[[ MATERIAL TO PROCESS open ]]

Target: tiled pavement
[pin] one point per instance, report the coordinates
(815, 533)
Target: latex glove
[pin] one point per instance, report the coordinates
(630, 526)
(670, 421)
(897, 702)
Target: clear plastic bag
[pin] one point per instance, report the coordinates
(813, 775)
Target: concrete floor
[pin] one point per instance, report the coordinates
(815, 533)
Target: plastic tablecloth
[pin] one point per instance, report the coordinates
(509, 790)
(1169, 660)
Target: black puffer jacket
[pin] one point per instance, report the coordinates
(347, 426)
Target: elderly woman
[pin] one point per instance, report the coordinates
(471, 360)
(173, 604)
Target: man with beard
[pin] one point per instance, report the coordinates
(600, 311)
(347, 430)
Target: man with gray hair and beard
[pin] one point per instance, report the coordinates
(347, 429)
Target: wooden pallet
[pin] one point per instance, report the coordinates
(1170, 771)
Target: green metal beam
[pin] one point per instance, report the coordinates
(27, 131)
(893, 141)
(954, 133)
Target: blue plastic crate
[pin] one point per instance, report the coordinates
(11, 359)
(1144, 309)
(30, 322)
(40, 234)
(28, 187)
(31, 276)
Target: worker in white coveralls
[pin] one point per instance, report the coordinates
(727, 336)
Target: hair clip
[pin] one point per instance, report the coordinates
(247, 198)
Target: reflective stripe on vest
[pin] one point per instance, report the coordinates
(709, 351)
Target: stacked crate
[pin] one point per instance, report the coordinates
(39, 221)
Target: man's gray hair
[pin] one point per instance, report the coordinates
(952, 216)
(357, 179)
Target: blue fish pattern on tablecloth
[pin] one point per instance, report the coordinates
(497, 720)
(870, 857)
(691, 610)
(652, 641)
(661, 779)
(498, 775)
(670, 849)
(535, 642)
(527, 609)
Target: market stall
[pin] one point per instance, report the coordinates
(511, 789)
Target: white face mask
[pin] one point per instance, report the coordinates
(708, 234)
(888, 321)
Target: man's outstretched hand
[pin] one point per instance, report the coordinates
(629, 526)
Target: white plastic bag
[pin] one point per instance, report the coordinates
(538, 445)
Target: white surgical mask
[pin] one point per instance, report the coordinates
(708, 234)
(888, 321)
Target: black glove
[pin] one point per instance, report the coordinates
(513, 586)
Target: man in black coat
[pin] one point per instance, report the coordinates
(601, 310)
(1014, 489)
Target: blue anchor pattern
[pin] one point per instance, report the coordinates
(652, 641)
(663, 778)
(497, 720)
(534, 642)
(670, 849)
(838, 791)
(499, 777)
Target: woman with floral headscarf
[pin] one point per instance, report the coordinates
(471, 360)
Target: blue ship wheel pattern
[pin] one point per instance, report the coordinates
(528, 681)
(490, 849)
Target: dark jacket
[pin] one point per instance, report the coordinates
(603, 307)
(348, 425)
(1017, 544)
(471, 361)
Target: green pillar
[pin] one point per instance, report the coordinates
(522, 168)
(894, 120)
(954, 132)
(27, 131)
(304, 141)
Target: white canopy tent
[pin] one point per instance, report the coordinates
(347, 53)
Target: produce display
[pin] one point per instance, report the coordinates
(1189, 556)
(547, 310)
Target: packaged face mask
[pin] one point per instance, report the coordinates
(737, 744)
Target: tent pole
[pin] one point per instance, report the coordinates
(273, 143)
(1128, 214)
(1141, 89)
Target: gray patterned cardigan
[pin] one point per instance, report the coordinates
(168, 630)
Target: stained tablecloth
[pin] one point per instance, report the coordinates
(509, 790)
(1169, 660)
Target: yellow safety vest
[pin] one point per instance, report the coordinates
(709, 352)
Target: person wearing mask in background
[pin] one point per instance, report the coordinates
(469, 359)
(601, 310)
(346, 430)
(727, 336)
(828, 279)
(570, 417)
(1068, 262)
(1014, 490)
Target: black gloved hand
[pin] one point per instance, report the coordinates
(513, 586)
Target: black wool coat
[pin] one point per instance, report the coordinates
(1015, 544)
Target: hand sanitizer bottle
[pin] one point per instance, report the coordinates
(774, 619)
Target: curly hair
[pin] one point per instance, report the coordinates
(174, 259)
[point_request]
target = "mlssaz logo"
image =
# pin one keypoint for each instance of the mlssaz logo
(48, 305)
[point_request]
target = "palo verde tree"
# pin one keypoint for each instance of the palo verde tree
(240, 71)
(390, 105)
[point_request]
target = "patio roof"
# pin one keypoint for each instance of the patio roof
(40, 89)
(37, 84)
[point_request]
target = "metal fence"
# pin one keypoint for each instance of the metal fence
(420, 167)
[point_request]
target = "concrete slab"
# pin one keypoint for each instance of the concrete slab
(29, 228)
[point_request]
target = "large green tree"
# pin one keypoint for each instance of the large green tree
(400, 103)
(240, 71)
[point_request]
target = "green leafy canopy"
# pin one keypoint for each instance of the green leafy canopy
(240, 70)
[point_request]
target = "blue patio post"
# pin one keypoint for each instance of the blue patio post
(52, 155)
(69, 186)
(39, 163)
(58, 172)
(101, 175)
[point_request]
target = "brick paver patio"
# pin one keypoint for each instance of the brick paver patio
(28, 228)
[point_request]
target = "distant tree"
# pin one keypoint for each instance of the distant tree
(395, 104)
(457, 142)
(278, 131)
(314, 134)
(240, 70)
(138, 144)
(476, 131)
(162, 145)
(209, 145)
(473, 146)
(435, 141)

[[ MATERIAL TO PROCESS closed ]]

[TASK PROMPT] Each record should be returned precisely as written.

[EXERCISE SOLUTION]
Target: tiled pavement
[pin] one point per instance, report the coordinates
(815, 533)
Target: latex glove
[pin] one point per instance, report the coordinates
(630, 526)
(670, 421)
(897, 702)
Target: clear plastic bag
[pin] one point per instance, report the coordinates
(813, 775)
Target: concrete floor
[pin] one point per instance, report the coordinates
(815, 533)
Target: plastic tablecloth
[pin] one point per instance, report the coordinates
(509, 790)
(1169, 660)
Target: black puffer jacket
[pin] one point per instance, report the coordinates
(347, 426)
Target: elderly woman
[pin] one point per instance, report the coordinates
(471, 360)
(173, 604)
Target: man with beard
[pin] one point per instance, report the coordinates
(600, 311)
(347, 430)
Target: man with gray hair and beard
[pin] one point per instance, report the coordinates
(347, 429)
Target: wooden pallet
[pin] one point per instance, report the coordinates
(1170, 771)
Target: green metal beam
[pin] one point per instance, report the coordinates
(27, 131)
(893, 141)
(954, 133)
Target: blue plastic crate
[pin] one point per instance, report the coordinates
(11, 359)
(1144, 309)
(30, 322)
(40, 234)
(28, 187)
(31, 276)
Target: worker in white coveralls
[pin] one point per instance, report the coordinates
(727, 336)
Target: hair clip
[pin] one point per instance, report the coordinates
(247, 198)
Target: reflective stripe on vest
[pin] one point per instance, report the coordinates
(709, 351)
Target: stacked crate
[pin] one point per instance, report the coordinates
(39, 221)
Target: man's gray hair
[pin] one point per instance, report the coordinates
(952, 216)
(357, 179)
Target: blue fish pattern on tablecloth
[pin] one point per instance, report the coordinates
(497, 720)
(870, 857)
(691, 610)
(652, 641)
(661, 779)
(498, 775)
(670, 849)
(535, 642)
(527, 609)
Target: market stall
[pin] one point per instance, report the coordinates
(511, 789)
Target: white face mask
[pin] one point per instance, report the coordinates
(708, 234)
(888, 321)
Target: man's outstretched hand
[pin] one point per instance, report the coordinates
(629, 526)
Target: white plastic bag
[pin] one point per instance, report the coordinates
(538, 445)
Target: white surgical mask
[pin] one point per instance, report the coordinates
(708, 234)
(888, 321)
Target: black glove
[pin] one point per instance, report the coordinates
(513, 586)
Target: man in black coat
[pin] one point per instance, report the coordinates
(601, 310)
(1014, 489)
Target: blue anchor pattern
[pin] one point per instance, report the coordinates
(652, 641)
(663, 778)
(497, 720)
(534, 642)
(670, 849)
(838, 791)
(499, 777)
Target: woman with floral headscarf
[pin] one point per instance, report the coordinates
(471, 360)
Target: blue ship wheel pattern
[pin] one point per instance, report the coordinates
(528, 681)
(490, 849)
Target: dark jacket
[pin] one point per instance, report the coordinates
(603, 307)
(348, 425)
(1017, 544)
(471, 361)
Target: green pillar
[pin] one point per instance, report the coordinates
(522, 168)
(894, 120)
(954, 132)
(27, 131)
(304, 141)
Target: white canopy tent
[pin] one point per instance, report the coordinates
(347, 53)
Target: produce display
[pin] one point per instance, report the coordinates
(1189, 556)
(547, 310)
Target: packaged face mask
[pin] one point per instance, report the coordinates
(737, 744)
Target: tent pole
[pin] one point per instance, report the coordinates
(273, 143)
(1128, 214)
(1141, 89)
Target: gray patterned cardigan
[pin] one point per instance, report the coordinates
(168, 630)
Target: stained tablecloth
[pin] one point per instance, report the coordinates
(509, 790)
(1169, 660)
Target: yellow safety vest
[pin] one point per instance, report the coordinates
(709, 352)
Target: person wearing mask in background
[pin] one point per instance, report the coordinates
(469, 359)
(601, 310)
(346, 430)
(727, 336)
(828, 279)
(570, 417)
(1068, 262)
(1014, 490)
Target: black gloved hand
[pin] one point per instance, report the coordinates
(513, 586)
Target: black wool coat
[pin] one point per instance, report the coordinates
(1015, 544)
Target: hand sanitizer bottle
[pin] one point per instance, report the coordinates
(774, 619)
Target: curly hair
[pin] one point per instance, report the coordinates
(174, 259)
[point_request]
target = "mlssaz logo"
image =
# pin one keypoint for each instance of the mlssaz logo
(48, 305)
[point_request]
target = "palo verde tree"
# pin one keypoint for each instance of the palo verde tree
(240, 71)
(390, 105)
[point_request]
target = "patio roof"
# pin one keypoint for each instance of the patio roof
(40, 89)
(37, 84)
[point_request]
target = "metal fence"
# pin one keypoint for each instance of the metal fence
(420, 167)
[point_request]
target = "concrete slab"
# pin one keypoint for each instance of the concrete slab
(29, 228)
[point_request]
target = "large green tree"
# pin one keypoint for each instance of the large green tree
(400, 103)
(240, 71)
[point_request]
target = "green leafy canopy"
# pin one keypoint for each instance of the green leafy canopy
(240, 70)
[point_request]
target = "blue patio post"
# pin one keypoint for each instance of the blue patio post
(52, 155)
(69, 186)
(39, 163)
(58, 172)
(101, 175)
[point_request]
target = "brick paver patio"
# pin one keypoint for each instance of the brick paver patio
(28, 228)
[point_request]
target = "distant tree"
# pin one keypoint for each instance of the distant tree
(395, 104)
(457, 142)
(278, 131)
(314, 134)
(240, 70)
(138, 144)
(476, 131)
(162, 145)
(209, 145)
(473, 146)
(435, 141)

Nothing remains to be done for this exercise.